▶ TASK OBJECTIVE
Identify the line with "For the benchmark card, identify each instance of the car"; copy word for word that line and every one after it, to the end of the listing. Exclude pictures.

>>>>>

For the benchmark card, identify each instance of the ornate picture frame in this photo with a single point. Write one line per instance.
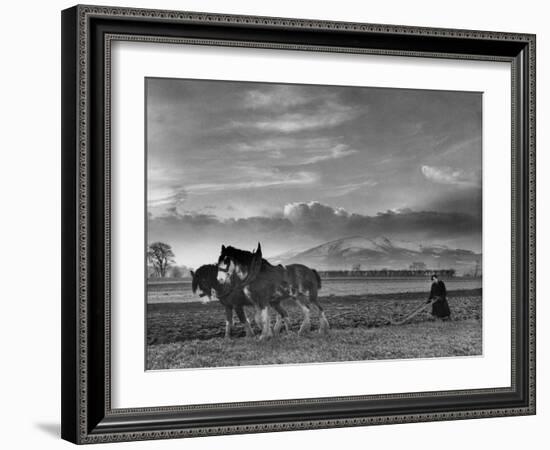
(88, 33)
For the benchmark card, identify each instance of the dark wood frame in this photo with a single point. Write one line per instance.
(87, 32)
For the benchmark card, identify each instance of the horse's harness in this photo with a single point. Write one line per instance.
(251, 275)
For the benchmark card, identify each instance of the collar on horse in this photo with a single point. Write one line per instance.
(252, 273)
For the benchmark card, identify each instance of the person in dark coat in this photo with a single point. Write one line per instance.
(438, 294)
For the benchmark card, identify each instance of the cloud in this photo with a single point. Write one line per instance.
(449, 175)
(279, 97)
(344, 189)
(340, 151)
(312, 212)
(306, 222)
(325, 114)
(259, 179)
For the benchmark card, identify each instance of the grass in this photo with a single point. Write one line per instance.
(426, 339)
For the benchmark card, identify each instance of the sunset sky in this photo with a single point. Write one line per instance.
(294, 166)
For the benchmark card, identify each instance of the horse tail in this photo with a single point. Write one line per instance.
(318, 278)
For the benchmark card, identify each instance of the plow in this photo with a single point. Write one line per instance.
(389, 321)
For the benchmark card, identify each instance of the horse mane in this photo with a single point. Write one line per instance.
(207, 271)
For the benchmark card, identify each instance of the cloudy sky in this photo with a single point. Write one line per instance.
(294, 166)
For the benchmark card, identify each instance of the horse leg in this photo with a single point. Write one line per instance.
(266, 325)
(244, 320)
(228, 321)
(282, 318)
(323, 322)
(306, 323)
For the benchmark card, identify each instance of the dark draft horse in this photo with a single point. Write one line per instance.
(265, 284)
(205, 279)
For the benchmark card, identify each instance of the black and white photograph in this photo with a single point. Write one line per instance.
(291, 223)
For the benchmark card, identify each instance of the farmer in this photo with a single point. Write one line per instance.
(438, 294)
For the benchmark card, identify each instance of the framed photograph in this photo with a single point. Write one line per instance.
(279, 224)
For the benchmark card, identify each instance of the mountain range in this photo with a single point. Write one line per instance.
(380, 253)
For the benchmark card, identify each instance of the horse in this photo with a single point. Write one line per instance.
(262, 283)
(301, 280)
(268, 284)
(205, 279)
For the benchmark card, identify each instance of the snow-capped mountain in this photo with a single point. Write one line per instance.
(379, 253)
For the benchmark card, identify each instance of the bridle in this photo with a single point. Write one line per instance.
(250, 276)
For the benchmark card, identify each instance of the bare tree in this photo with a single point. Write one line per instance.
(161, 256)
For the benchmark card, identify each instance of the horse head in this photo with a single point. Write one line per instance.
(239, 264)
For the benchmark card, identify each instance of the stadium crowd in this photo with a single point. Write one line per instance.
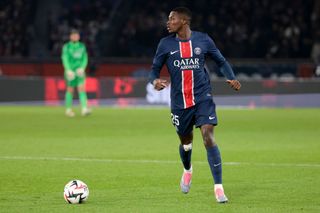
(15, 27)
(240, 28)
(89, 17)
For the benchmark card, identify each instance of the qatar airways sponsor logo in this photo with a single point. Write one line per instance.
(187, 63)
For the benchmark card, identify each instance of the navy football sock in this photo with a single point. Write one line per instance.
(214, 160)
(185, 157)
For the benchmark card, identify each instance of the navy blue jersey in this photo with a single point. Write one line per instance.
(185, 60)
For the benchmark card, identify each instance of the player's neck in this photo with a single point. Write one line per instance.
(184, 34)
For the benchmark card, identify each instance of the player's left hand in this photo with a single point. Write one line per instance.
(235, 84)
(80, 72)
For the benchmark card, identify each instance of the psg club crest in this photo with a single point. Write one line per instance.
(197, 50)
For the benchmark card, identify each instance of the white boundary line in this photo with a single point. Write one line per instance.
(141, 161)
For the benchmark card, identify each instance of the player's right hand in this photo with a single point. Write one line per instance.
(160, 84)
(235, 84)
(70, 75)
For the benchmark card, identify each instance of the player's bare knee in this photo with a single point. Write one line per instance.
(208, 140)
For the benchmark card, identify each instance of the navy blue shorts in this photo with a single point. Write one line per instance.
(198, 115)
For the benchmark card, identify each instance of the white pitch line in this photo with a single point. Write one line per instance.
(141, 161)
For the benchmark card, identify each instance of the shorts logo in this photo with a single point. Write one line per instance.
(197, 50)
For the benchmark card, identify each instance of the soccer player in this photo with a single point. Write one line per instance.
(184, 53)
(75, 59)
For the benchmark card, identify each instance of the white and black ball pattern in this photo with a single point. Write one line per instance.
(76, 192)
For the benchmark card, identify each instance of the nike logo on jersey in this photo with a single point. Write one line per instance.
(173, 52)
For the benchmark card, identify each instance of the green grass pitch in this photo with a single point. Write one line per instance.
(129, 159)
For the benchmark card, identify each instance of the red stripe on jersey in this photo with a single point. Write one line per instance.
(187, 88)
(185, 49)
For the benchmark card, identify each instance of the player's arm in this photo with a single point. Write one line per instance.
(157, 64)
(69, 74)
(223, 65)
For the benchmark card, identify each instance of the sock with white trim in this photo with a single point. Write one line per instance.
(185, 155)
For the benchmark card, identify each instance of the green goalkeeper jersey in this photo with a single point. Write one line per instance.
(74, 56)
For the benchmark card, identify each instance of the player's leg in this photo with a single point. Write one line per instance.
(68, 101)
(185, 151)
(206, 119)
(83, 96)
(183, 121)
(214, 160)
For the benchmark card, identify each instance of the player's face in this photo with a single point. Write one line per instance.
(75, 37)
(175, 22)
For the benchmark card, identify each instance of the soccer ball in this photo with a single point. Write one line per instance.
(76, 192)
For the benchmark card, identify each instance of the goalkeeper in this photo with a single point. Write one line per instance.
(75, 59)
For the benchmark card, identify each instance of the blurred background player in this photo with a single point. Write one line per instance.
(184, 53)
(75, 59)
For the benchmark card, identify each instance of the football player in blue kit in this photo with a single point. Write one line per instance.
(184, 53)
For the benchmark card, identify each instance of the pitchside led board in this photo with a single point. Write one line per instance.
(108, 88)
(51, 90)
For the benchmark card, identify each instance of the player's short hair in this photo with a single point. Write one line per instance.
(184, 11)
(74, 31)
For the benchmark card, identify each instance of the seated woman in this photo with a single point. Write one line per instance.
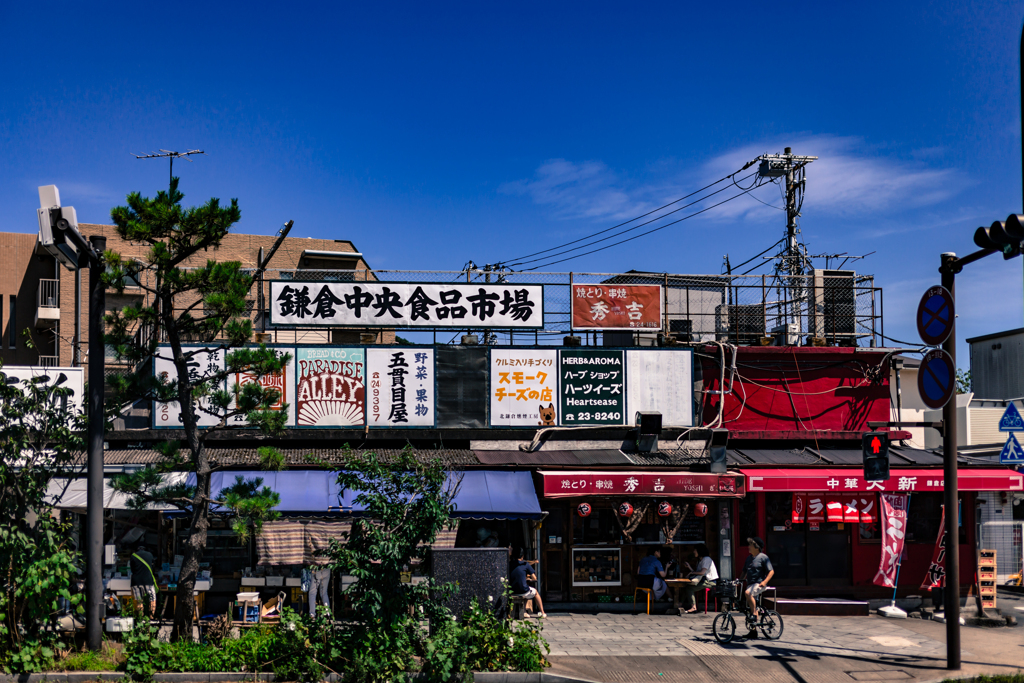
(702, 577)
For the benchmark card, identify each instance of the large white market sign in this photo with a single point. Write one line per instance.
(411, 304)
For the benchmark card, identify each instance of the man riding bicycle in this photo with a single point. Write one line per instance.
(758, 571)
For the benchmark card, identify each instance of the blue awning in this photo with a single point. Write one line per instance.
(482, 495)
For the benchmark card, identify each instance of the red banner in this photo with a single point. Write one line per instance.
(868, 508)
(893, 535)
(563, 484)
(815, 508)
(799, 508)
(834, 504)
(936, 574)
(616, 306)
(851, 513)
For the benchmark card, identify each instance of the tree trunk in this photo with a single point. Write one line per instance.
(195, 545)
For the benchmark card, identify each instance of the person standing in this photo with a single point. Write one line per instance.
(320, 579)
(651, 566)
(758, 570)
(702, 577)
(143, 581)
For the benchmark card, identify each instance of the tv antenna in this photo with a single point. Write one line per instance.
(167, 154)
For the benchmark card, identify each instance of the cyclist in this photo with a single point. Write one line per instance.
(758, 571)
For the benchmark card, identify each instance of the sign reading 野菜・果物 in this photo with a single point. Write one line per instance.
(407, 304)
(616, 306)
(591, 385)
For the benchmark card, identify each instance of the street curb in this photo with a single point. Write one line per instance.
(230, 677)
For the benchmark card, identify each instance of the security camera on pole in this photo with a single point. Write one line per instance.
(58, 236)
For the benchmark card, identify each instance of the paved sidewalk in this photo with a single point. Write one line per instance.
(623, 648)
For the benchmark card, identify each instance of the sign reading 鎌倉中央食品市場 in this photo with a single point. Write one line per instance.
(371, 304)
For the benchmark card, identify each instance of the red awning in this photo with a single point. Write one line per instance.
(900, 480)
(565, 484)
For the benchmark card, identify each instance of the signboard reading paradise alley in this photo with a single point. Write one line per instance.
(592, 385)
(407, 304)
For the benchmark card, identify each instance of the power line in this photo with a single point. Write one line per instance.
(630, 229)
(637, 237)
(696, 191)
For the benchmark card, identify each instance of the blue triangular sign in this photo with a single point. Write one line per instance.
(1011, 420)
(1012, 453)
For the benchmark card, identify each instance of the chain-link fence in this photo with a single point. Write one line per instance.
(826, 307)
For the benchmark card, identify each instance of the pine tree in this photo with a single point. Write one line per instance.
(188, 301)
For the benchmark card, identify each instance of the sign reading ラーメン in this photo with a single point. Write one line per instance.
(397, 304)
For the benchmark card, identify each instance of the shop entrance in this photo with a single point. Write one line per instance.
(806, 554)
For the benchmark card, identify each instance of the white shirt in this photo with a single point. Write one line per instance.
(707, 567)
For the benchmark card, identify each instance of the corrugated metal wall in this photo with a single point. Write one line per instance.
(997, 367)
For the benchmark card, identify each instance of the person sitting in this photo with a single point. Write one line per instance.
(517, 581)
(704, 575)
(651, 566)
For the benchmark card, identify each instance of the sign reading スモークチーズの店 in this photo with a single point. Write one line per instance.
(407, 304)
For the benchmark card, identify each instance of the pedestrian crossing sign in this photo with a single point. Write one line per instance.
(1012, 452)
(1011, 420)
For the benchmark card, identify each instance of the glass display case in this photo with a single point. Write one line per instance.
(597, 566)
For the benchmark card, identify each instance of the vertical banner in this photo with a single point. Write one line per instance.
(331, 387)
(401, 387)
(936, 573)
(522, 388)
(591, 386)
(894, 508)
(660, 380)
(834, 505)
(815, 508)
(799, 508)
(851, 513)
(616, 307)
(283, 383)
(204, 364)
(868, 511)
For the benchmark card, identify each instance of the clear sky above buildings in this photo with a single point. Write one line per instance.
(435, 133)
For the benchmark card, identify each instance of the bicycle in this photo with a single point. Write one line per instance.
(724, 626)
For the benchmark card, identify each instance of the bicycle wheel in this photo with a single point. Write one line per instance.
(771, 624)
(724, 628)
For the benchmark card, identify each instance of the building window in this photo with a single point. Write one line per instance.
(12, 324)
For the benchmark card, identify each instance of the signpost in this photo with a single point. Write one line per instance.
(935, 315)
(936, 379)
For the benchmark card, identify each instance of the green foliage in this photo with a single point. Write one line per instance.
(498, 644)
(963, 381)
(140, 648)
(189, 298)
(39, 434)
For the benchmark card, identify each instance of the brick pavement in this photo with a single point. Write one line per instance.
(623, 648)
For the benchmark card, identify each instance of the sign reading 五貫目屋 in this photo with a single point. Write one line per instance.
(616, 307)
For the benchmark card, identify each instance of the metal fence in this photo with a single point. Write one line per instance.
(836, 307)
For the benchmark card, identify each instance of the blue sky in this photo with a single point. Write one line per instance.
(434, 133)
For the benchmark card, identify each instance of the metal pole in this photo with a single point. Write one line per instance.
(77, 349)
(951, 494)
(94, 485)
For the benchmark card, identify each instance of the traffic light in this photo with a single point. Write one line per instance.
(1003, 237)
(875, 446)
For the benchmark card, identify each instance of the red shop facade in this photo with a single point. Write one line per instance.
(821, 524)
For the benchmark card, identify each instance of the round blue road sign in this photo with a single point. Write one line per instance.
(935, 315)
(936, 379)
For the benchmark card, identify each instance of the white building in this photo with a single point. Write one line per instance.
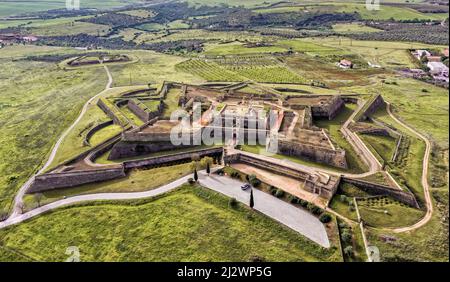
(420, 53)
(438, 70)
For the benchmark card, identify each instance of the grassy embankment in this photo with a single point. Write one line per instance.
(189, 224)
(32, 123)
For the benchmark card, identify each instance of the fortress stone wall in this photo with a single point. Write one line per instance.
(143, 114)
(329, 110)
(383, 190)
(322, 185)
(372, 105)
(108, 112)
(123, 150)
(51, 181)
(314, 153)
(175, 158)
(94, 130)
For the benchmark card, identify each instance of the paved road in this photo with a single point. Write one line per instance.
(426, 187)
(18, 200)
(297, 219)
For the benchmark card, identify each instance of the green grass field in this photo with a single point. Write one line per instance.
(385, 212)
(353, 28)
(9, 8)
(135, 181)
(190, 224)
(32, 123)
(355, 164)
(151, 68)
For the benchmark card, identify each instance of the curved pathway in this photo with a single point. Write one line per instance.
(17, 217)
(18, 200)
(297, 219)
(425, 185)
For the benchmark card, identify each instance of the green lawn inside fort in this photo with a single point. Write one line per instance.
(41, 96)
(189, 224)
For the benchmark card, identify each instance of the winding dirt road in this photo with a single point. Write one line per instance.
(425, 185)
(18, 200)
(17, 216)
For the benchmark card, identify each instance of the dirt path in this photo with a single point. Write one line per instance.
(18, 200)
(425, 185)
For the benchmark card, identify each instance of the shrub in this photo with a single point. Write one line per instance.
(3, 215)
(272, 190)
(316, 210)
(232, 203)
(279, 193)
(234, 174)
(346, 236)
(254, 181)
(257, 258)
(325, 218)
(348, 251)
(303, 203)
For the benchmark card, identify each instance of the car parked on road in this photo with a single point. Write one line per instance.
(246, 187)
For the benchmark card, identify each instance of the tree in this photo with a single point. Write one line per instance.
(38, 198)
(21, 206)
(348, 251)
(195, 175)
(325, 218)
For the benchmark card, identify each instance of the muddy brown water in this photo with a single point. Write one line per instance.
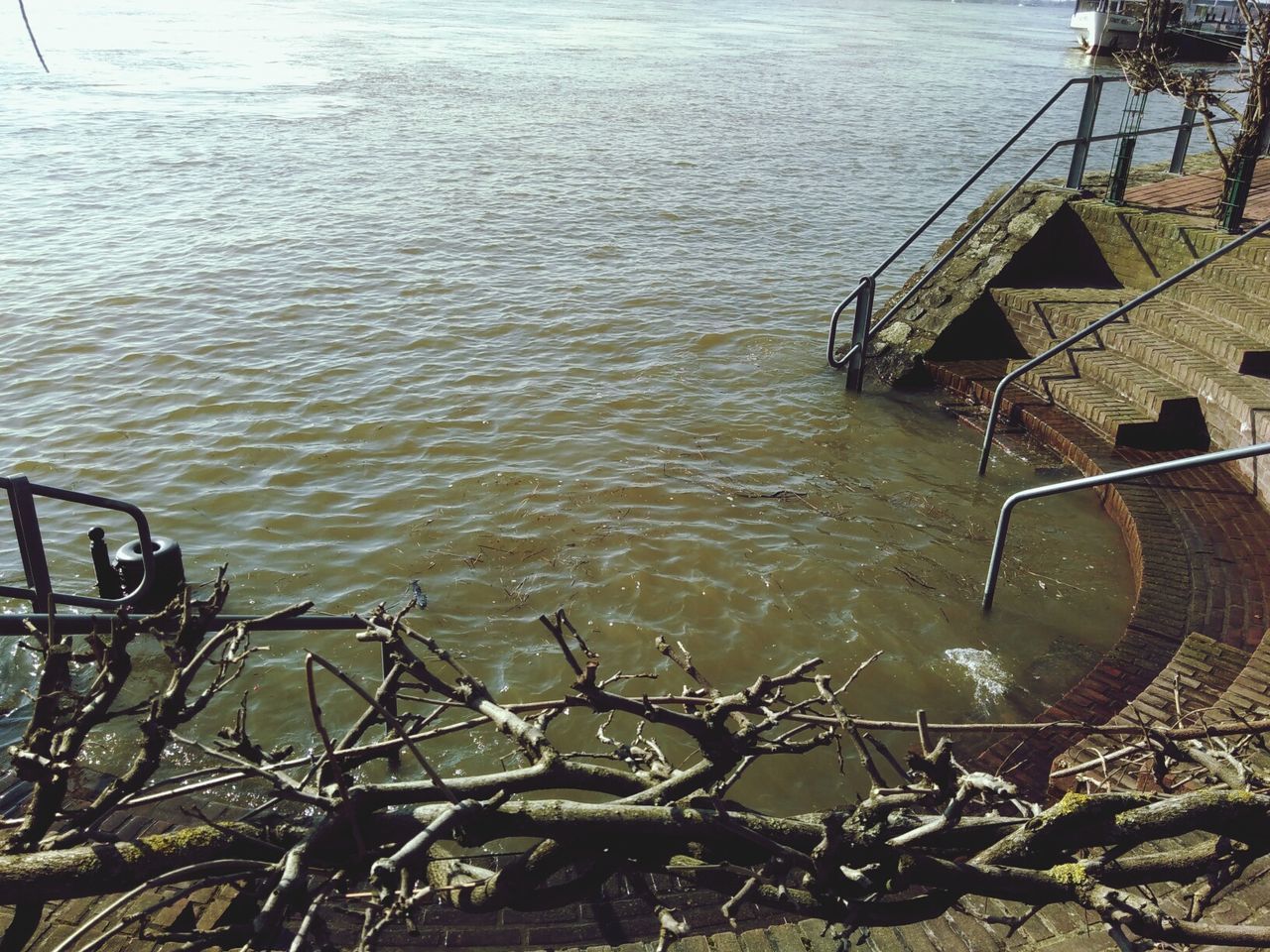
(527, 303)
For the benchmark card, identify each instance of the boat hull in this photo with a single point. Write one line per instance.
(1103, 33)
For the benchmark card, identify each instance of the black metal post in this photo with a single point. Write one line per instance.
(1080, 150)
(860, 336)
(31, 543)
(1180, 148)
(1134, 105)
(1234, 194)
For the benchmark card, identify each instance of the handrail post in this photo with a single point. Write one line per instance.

<<<<<

▶ RESULT FOR THIS EXERCISE
For the benchmark card, identify each instance of the car parked on road in this photo with a single point. Write one line per instance.
(246, 187)
For the benchmark card, identify each instance of the tree in this photo with a single point. Write one line per instance.
(38, 198)
(21, 206)
(348, 251)
(195, 175)
(325, 218)
For the benchmark card, identify each instance of the muddy brown water in this photo with a single point. Write one line per instance.
(527, 303)
For the benchmark card, identify each instance of the boat hull in this photo with a single point. Write one line per instance.
(1103, 33)
For the benchmark card, identify each instance of the black metal post in this photo with a single point. Write one line per instance.
(1080, 150)
(860, 336)
(31, 543)
(1180, 148)
(1134, 105)
(1234, 194)
For the benchmark card, identify each instance of the handrail post in this photo with a single point. Write one line per instance.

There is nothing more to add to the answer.